:: Quoted passage ::
# # # # # # #

A Mediterranean diet enriched with extra virgin olive oil but without calorie restrictions reduced diabetes risk among persons with high cardiovascular risk, a study found.
Researchers in Spain reviewed primary prevention of diabetes in a multicenter, randomized trial from October 2003 to December 2010 (median follow-up, 4.1 years) more than 3,500 adults ages 55 to 80 without diabetes and at high cardiovascular risk.
Participants were randomly assigned 1:1:1 and stratified by site, sex and age but not diabetes status to receive either a Mediterranean diet supplemented with extra-virgin olive oil, a Mediterranean diet supplemented with nuts, or a control diet consisting of advice on a low-fat diet. There were no steps taken to increase physical activity or lose weight.
Results appeared in the Jan. 7 issue of Annals of Internal Medicine.
New-onset cases of diabetes occurred in the Mediterranean diet supplemented with extra virgin olive oil (80; 16 cases per 1,000 person years), in the Mediterranean diet supplemented with mixed nuts (92; cases per 1,000 person years), and control diet groups (101; cases per 1,000 person years).
Multivariate-adjusted hazard ratios were 0.60 (95% CI, 0.43 to 0.85) for the Mediterranean diet supplemented with extra virgin olive oil and 0.82 (CI, 0.61 to 1.10) for the Mediterranean diet supplemented with nuts compared with the control diet.

# # # # # # #

:: Supplied information ::
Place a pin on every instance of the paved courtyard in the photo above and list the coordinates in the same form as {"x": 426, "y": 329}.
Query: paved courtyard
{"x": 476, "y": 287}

# # # # # # #

:: Questions on the material ::
• A. Answer these questions about the Mediterranean diet study summary:
(i) In which country were the researchers based?
(ii) What did the control diet consist of?
(iii) In which publication did the results appear?
• B. Repeat the Mediterranean diet study summary from "Results appeared in" up to and including "the control diet.".
• C. What does the Mediterranean diet study summary report to back its claim that the olive oil diet reduced diabetes risk without calorie restrictions? Answer in one to three sentences.

:: Task-by-task answers ::
• A.
(i) Spain
(ii) Advice on a low-fat diet
(iii) The Jan. 7 issue of Annals of Internal Medicine

• B.
Results appeared in the Jan. 7 issue of Annals of Internal Medicine.
New-onset cases of diabetes occurred in the Mediterranean diet supplemented with extra virgin olive oil (80; 16 cases per 1,000 person years), in the Mediterranean diet supplemented with mixed nuts (92; cases per 1,000 person years), and control diet groups (101; cases per 1,000 person years).
Multivariate-adjusted hazard ratios were 0.60 (95% CI, 0.43 to 0.85) for the Mediterranean diet supplemented with extra virgin olive oil and 0.82 (CI, 0.61 to 1.10) for the Mediterranean diet supplemented with nuts compared with the control diet.

• C. The summary reports a multivariate-adjusted hazard ratio of 0.60 (95% CI, 0.43 to 0.85) for the Mediterranean diet supplemented with extra virgin olive oil compared with the control diet. It also states that no steps were taken to increase physical activity or lose weight.